# [INPUT ROWS]
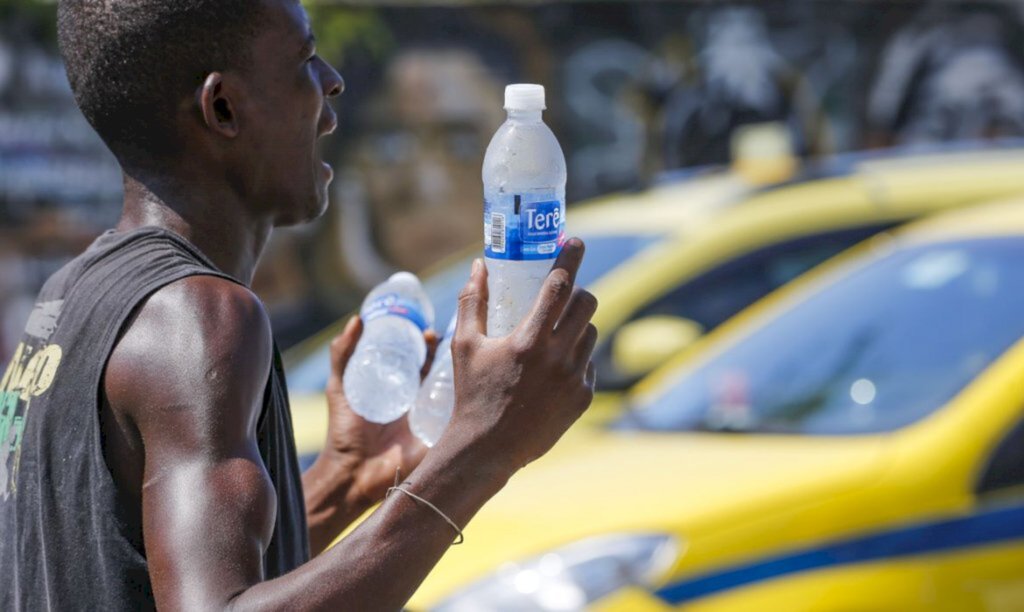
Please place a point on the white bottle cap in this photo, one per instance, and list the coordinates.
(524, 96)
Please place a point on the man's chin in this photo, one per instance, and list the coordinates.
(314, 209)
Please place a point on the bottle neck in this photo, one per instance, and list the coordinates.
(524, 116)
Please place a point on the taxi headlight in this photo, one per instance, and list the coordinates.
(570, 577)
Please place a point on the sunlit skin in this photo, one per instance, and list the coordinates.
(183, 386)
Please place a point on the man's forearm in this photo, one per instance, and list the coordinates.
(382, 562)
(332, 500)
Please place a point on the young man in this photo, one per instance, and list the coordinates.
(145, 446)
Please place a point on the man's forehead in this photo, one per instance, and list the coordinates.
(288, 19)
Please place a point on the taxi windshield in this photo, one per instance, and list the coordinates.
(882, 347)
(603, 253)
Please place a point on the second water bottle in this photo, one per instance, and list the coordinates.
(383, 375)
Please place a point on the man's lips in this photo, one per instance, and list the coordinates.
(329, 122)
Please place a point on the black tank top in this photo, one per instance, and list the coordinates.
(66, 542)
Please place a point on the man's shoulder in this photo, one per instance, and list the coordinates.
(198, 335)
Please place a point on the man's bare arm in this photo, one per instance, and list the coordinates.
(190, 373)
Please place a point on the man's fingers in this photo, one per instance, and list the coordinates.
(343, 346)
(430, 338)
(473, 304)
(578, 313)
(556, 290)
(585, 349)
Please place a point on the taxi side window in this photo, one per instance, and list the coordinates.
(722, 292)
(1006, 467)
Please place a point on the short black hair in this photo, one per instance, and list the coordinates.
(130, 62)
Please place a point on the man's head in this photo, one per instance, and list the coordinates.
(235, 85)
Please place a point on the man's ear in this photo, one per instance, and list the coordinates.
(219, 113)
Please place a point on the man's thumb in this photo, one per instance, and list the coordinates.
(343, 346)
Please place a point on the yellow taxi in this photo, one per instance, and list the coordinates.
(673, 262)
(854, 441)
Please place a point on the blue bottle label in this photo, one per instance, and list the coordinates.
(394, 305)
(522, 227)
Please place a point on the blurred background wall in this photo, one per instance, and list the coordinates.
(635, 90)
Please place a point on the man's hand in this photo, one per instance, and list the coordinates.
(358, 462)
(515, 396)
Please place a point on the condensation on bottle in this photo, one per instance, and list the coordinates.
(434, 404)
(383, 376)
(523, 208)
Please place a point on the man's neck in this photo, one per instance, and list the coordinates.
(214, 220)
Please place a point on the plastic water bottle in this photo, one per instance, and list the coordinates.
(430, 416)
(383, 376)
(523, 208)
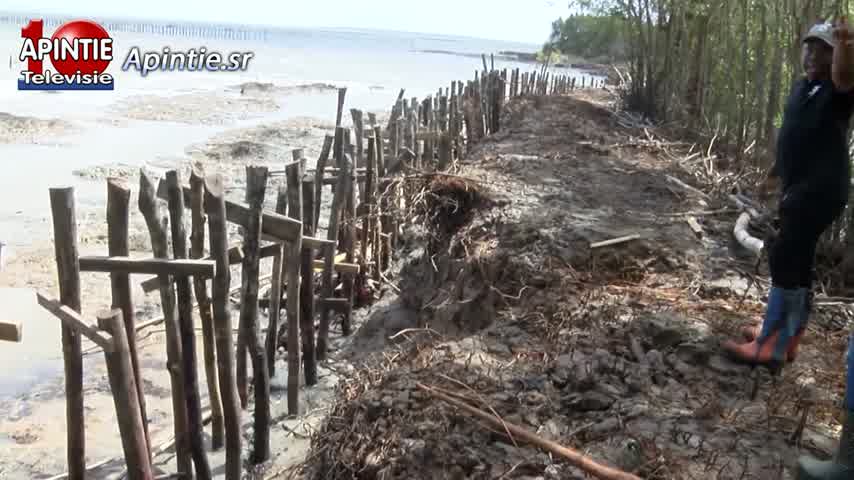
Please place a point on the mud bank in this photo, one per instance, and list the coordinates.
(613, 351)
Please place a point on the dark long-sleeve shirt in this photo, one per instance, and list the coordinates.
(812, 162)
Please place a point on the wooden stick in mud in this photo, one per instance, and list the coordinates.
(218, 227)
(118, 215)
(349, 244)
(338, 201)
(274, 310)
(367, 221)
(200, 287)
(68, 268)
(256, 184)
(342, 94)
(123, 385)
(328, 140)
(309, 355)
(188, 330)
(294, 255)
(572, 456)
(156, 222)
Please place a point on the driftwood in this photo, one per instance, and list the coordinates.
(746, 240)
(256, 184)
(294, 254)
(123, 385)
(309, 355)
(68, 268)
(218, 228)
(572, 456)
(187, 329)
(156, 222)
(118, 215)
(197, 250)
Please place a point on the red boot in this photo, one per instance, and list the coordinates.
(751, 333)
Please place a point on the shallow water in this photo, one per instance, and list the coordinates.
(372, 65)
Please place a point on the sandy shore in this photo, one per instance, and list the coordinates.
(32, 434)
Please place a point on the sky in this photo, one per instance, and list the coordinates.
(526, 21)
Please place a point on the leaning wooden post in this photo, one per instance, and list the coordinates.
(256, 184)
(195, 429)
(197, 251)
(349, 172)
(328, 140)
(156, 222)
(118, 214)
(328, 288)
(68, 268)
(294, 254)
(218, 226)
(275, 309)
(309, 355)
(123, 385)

# [WHAT IS EXPECTED]
Starting at the line that contains "Please place a point on the mud" and continuing through the last of the entries, write every line out again, requests included, and adjust each coordinate number in the answers by adding -28 to it.

# [FINISHED EXERCISE]
Please place a point on the mud bank in this photo, one per instance, and list the coordinates.
(585, 323)
Please place a point on the dark long-sleeve shirt in this photo, one per instance, and list the coordinates.
(784, 134)
Please place a point on the wooden stick in mud in this photo, one per instance, and list the coordinates.
(190, 199)
(90, 187)
(321, 216)
(310, 173)
(246, 282)
(339, 193)
(172, 259)
(40, 240)
(228, 156)
(314, 66)
(95, 357)
(300, 112)
(281, 327)
(160, 302)
(266, 227)
(544, 428)
(128, 194)
Please place a point on the driftwood in this photo, one per instance, and list the coordinates.
(718, 212)
(228, 156)
(266, 226)
(95, 357)
(281, 327)
(40, 240)
(190, 200)
(544, 428)
(159, 301)
(128, 194)
(90, 187)
(169, 222)
Please place a point on the red boot in this photo, one per instance, and list the coordinates.
(723, 305)
Please place a point on the shallow water in this photo, one per instance, and list the coordinates.
(344, 37)
Please place a point on the sandy shore in this photo, one per instance, and list the coordinates.
(4, 406)
Please place a point on the sky in this photo, one per instance, and list the coordinates.
(498, -7)
Please place a point on the leaning wooden post in this photo, one per instance, and list the coordinates.
(228, 156)
(167, 401)
(169, 223)
(321, 144)
(300, 112)
(128, 194)
(90, 186)
(300, 260)
(40, 240)
(266, 226)
(190, 198)
(247, 281)
(281, 327)
(95, 357)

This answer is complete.